[Records from a dataset]
-----

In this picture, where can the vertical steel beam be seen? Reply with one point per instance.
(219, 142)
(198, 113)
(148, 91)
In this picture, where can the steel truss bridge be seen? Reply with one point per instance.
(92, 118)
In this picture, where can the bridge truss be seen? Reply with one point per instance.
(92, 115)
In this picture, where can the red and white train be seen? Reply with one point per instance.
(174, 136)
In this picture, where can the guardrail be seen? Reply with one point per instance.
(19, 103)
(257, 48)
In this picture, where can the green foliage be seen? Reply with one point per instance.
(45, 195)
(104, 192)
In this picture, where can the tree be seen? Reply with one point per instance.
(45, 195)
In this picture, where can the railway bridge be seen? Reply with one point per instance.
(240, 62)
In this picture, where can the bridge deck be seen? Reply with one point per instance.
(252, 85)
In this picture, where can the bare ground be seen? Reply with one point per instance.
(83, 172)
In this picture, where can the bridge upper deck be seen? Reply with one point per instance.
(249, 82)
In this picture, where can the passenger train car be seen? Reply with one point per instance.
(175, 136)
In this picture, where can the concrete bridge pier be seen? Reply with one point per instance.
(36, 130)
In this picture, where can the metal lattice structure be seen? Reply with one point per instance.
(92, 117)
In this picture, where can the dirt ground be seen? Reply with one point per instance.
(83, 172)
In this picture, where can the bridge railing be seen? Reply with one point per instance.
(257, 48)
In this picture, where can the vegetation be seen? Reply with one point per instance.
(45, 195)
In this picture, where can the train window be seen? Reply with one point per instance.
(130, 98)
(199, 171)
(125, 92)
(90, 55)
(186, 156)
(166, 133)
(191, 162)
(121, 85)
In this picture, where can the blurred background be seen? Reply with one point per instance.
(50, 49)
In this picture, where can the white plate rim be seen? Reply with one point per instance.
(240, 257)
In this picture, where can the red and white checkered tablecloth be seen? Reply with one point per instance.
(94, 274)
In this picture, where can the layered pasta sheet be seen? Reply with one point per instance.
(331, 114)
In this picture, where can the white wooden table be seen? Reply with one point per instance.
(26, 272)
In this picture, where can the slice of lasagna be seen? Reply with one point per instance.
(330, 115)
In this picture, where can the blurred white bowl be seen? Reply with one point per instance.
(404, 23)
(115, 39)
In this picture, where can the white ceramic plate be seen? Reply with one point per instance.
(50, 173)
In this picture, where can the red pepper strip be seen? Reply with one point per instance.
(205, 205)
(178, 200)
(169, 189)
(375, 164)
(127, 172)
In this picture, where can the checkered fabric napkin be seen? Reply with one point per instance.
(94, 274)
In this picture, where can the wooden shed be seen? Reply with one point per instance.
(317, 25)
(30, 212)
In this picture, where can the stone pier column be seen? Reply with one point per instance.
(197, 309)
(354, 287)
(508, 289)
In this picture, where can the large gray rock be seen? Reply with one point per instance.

-----

Problem description — An exact reproduction of all the records is required.

Response to the task —
In this picture, where can the vertical steel beam be seen? Reply with one point per instance.
(219, 142)
(198, 113)
(148, 91)
In this picture, where can the steel truss bridge be seen? Reply with one point per instance.
(92, 118)
In this picture, where can the bridge truss be seen? Reply with one point per instance.
(92, 115)
In this picture, where can the red and white train be seen? Reply with one point per instance.
(174, 136)
In this picture, where can the guardrail be seen? Reply with one point per instance.
(19, 103)
(257, 48)
In this picture, where can the green foliage be seen? Reply with one point per instance.
(45, 195)
(104, 192)
In this picture, where can the tree be seen? Reply with one point per instance.
(45, 195)
In this picture, where can the railway bridge be seen? Reply with one point per instance.
(240, 62)
In this picture, where can the bridge deck be seen? Reply with one point per instance.
(252, 85)
In this picture, where can the bare ground be seen? Reply with one point per instance.
(83, 172)
In this picture, where can the bridge upper deck be seen? Reply with one point per instance.
(249, 82)
In this picture, where can the passenger train car be seen? Reply with one point per instance.
(175, 136)
In this picture, where can the concrete bridge pier be seen? Reply with one point per instance.
(36, 130)
In this picture, where can the metal lattice structure be seen? Reply with one point per instance.
(92, 117)
In this picture, where can the dirt ground be seen? Reply with one point per instance.
(83, 172)
In this picture, where can the bridge railing be seen? Reply with one point per instance.
(257, 48)
In this picture, where can the vegetation be seen? Reply with one point per instance.
(45, 195)
In this picture, where can the train window be seen? Reply with one point per instance.
(130, 98)
(199, 171)
(125, 92)
(90, 55)
(186, 156)
(166, 133)
(191, 162)
(121, 85)
In this picture, where can the blurred background be seen? Reply with one point per instance.
(50, 49)
In this picture, where can the white plate rim be seen? Reply with one point per instance.
(240, 257)
In this picture, where can the red and white checkered tablecloth be seen? Reply with one point per instance.
(94, 274)
In this picture, where can the layered pasta sheet be seen? Reply with one point per instance.
(331, 114)
In this picture, where can the white wooden table be seen? Reply with one point per instance.
(26, 272)
In this picture, where can the slice of lasagna be seen? Reply with one point per instance.
(330, 115)
In this picture, where can the blurred white bowl be seen? Reply with one point per instance.
(404, 23)
(115, 39)
In this picture, where can the white ceramic plate be seen? Reply with one point per instance.
(50, 173)
In this picture, where can the red pepper strip be seen? Reply with one point per instance.
(205, 205)
(178, 200)
(169, 189)
(375, 164)
(127, 172)
In this picture, where can the checkered fabric napkin be seen? Reply with one point per instance.
(94, 274)
In this picture, where can the wooden shed be seen? Reply with one point per instance.
(317, 25)
(30, 212)
In this picture, where can the stone pier column be seen? Reply with one point per instance.
(197, 309)
(354, 287)
(508, 289)
In this picture, where can the large gray rock be seen? Reply with one point per instance.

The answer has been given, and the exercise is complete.